--- Exercise instructions ---
Write out every record below exactly as it appears.
┌─ Extracted records
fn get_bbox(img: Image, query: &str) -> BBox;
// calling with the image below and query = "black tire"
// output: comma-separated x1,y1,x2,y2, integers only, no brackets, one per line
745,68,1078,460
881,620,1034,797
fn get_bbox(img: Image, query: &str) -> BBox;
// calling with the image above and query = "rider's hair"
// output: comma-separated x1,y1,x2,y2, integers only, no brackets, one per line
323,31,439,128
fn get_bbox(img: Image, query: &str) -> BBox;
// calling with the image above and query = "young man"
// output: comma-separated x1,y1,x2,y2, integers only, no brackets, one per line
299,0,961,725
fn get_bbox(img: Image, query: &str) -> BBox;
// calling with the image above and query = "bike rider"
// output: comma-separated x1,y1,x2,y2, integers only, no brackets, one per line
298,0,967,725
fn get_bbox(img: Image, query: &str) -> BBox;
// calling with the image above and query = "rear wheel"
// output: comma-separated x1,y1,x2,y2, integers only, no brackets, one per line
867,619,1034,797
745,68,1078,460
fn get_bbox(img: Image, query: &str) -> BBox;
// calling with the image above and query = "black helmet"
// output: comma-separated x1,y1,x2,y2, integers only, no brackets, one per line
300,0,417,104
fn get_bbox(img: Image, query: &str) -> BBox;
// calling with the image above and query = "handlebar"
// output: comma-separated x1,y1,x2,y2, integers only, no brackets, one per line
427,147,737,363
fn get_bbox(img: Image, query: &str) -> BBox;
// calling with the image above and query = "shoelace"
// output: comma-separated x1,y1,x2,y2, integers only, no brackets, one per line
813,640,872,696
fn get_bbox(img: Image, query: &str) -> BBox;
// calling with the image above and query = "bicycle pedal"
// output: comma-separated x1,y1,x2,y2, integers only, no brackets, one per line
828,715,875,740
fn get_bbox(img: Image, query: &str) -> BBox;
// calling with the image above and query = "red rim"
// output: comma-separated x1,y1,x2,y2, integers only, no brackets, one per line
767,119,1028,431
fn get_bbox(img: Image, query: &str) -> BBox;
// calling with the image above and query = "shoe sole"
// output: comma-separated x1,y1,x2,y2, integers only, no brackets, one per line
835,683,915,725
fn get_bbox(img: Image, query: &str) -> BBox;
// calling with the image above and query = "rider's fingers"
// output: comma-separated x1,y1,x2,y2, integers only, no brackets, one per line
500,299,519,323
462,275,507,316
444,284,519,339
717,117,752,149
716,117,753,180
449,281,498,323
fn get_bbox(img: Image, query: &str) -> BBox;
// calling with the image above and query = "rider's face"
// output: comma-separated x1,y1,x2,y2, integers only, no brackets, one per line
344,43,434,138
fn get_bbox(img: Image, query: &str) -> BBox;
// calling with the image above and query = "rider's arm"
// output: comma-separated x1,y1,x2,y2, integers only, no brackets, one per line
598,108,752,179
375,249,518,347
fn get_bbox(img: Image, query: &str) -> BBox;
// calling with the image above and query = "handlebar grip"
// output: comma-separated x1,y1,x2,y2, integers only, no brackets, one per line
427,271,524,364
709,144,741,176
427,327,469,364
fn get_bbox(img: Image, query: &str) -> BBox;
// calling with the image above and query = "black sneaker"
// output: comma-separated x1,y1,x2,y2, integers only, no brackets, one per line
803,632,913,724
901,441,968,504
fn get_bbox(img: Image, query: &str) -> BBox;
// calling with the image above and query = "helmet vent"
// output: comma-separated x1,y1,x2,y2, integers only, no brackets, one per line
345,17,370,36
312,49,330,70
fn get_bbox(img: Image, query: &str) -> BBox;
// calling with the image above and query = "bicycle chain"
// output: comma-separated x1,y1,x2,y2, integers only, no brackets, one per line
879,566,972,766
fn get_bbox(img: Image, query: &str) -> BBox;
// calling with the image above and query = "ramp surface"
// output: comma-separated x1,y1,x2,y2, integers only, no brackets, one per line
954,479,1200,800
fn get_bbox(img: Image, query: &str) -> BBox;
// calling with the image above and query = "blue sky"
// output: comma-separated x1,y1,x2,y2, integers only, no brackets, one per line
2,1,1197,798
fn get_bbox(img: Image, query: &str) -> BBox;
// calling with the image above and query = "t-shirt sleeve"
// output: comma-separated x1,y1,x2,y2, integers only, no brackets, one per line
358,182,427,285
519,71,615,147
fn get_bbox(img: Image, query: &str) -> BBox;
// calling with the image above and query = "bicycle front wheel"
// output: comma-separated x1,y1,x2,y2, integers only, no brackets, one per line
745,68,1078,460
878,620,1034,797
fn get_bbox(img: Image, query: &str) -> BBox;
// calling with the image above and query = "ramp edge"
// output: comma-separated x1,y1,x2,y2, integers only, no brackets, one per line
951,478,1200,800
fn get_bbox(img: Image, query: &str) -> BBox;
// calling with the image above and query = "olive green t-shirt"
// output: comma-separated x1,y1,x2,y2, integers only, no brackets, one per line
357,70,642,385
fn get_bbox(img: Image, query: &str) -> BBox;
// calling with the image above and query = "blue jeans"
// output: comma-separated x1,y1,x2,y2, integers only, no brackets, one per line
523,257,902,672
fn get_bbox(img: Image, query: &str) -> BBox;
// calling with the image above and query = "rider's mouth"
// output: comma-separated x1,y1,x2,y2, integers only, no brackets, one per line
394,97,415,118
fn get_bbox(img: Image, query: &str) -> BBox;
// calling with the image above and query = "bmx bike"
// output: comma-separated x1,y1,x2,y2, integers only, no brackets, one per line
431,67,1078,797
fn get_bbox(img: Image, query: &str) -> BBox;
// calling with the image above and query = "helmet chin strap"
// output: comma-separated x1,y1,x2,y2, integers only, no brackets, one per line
└─
--- Solution to this problem ---
fn get_bbox(img: Image, query: &str) -> BBox;
// calling with the image below and query = "black tire"
// output: comma-separated x1,y1,x2,y2, integers only, no brackets, one per line
745,68,1078,460
881,620,1034,797
fn get_bbox(img: Image, query: &str) -> BBox;
// calling with the image above and query = "rider's hair"
// output: comma-separated x1,y1,x2,y2, integers only, no brackets, one per line
323,31,439,128
fn get_bbox(img: Image, query: &str) -> BBox;
// calling with the image above and query = "young man"
// output: comma-separated x1,y1,x2,y2, integers only, no brackets, one per line
299,0,961,725
fn get_bbox(img: Image, query: &str) -> BBox;
// calling with the image above and query = "bike rider"
// output: comma-separated x1,y1,x2,y2, integers only, no brackets, one per line
298,0,967,725
fn get_bbox(img: Image, query: &str) -> BBox;
// calling with the image above and query = "rear wheel"
// output: comma-separated x1,y1,x2,y2, integers only, no brackets, one per line
867,619,1034,797
745,68,1078,460
fn get_bbox(img: Image, query: &str) -> BBox;
// calling with the image above and query = "black helmet"
// output: comma-separated x1,y1,x2,y2, integers only, no brackets, one per line
300,0,417,104
fn get_bbox(img: Image, query: &str) -> BBox;
// calling with the image above and query = "handlebar"
// output: comma-separated x1,y1,x2,y2, integers only, no brackets, one per line
427,147,737,363
fn get_bbox(img: Image, query: &str) -> BBox;
// calling with the image above and query = "shoelace"
// output: comma-separated x1,y1,x2,y2, integers only, no brackets, one per line
813,640,872,696
fn get_bbox(img: Image, query: &str) -> BBox;
// calling with the image above and query = "bicycle pedal"
// output: comma-separated x1,y1,x2,y2, integers only, no brackets, one per line
828,715,875,740
fn get_bbox(img: Image, query: &str) -> BBox;
// calling with the image above and query = "red rim"
// output: comma-separated x1,y1,x2,y2, integers only, no brackets, one per line
767,119,1028,431
fn get_bbox(img: Image, query: &str) -> BBox;
// calling with the image above and query = "shoe sole"
// output: comma-separated x1,y1,x2,y2, integers only, no brackets, one per line
835,683,915,725
fn get_bbox(img: Image, query: &str) -> BBox;
// calling with the image above and query = "rider's fingers"
// output: comma-separated x1,y1,x2,y2, integers only, no brackets, one per line
500,299,519,323
462,275,507,316
444,284,519,339
717,117,752,149
716,117,753,180
449,281,498,323
fn get_bbox(img: Image, query: &str) -> BBox;
// calling with the image above and query = "rider's face"
// output: comma-separated x1,y1,x2,y2, integers only, no brackets, one per line
344,43,434,138
fn get_bbox(img: Image, query: &str) -> BBox;
// calling with the image above and query = "rider's arm"
// output: comma-separated x1,y1,x2,y2, integers only, no brackets, one per line
598,108,752,179
375,249,518,347
fn get_bbox(img: Image, query: &str) -> BBox;
// calling with the image above and query = "handlebar grip"
// output: comma-separated x1,y1,x2,y2, integers only, no brackets, one per line
427,271,524,364
709,144,741,176
427,327,469,364
fn get_bbox(img: Image, query: &str) -> BBox;
// calling with the image above and query = "black sneaker"
// output: comma-separated x1,y1,x2,y2, integers only, no brackets, one per line
803,632,913,724
901,441,968,504
fn get_bbox(img: Image, query: &str) -> BBox;
// calling with the image above and query = "helmet vent"
// output: comma-separated x1,y1,x2,y2, integers only, no brackets, one per line
345,17,370,36
312,49,330,70
fn get_bbox(img: Image, query: &str) -> BBox;
// calling with the image above and query = "bicycle chain"
// output: comma-separated x1,y1,x2,y2, integers only, no brackets, one per line
879,566,972,766
fn get_bbox(img: Image, query: &str) -> BBox;
// calling with the image above and query = "ramp surface"
// output: comma-separated x1,y1,x2,y2, integers only, no brackets, one per line
954,479,1200,800
fn get_bbox(img: Image, query: &str) -> BBox;
// calling with the image above and query = "blue sky"
// output: comma-separated x1,y1,x2,y2, integers only, no brackets, one per line
2,1,1197,798
fn get_bbox(img: Image, query: &str) -> BBox;
// calling with the image above and query = "t-shirt sleeve"
// output: comma-separated x1,y1,x2,y2, integers only, no brackets, one per line
358,182,427,285
519,71,615,147
fn get_bbox(img: Image, query: &str) -> BBox;
// calling with the image above and query = "bicycle front wheel"
// output: comma-separated x1,y1,x2,y2, integers only, no brackets, one per line
745,68,1078,460
878,620,1034,797
fn get_bbox(img: Image, query: &str) -> BBox;
// calling with the image above and query = "ramp edge"
// output: comma-separated x1,y1,x2,y2, integers only, no brackets, one per line
951,478,1200,800
fn get_bbox(img: Image, query: &str) -> BBox;
// calling with the image above and query = "olive green t-shirt"
// output: comma-separated x1,y1,x2,y2, integers only, no brackets, one per line
357,70,642,385
fn get_bbox(img: Image, query: &str) -> BBox;
// calling with the image above and query = "blue jeans"
// output: comma-separated x1,y1,x2,y2, integers only, no brackets, one per line
523,257,902,672
fn get_bbox(img: Image, query: &str) -> BBox;
// calling with the image above and query = "rider's mouth"
// output: comma-separated x1,y1,x2,y2, integers only, no brackets, one per line
394,97,415,118
fn get_bbox(img: Image, query: &str) -> BBox;
// calling with the image above and query = "bmx bike"
// output: comma-separated x1,y1,x2,y2, integers only, no brackets, one per line
431,67,1078,797
fn get_bbox(img: Image, query: &str) -> BBox;
// calling with the image above and query = "helmet chin strap"
// output: comma-separated x1,y1,x2,y2, integers only, no brackets, one per line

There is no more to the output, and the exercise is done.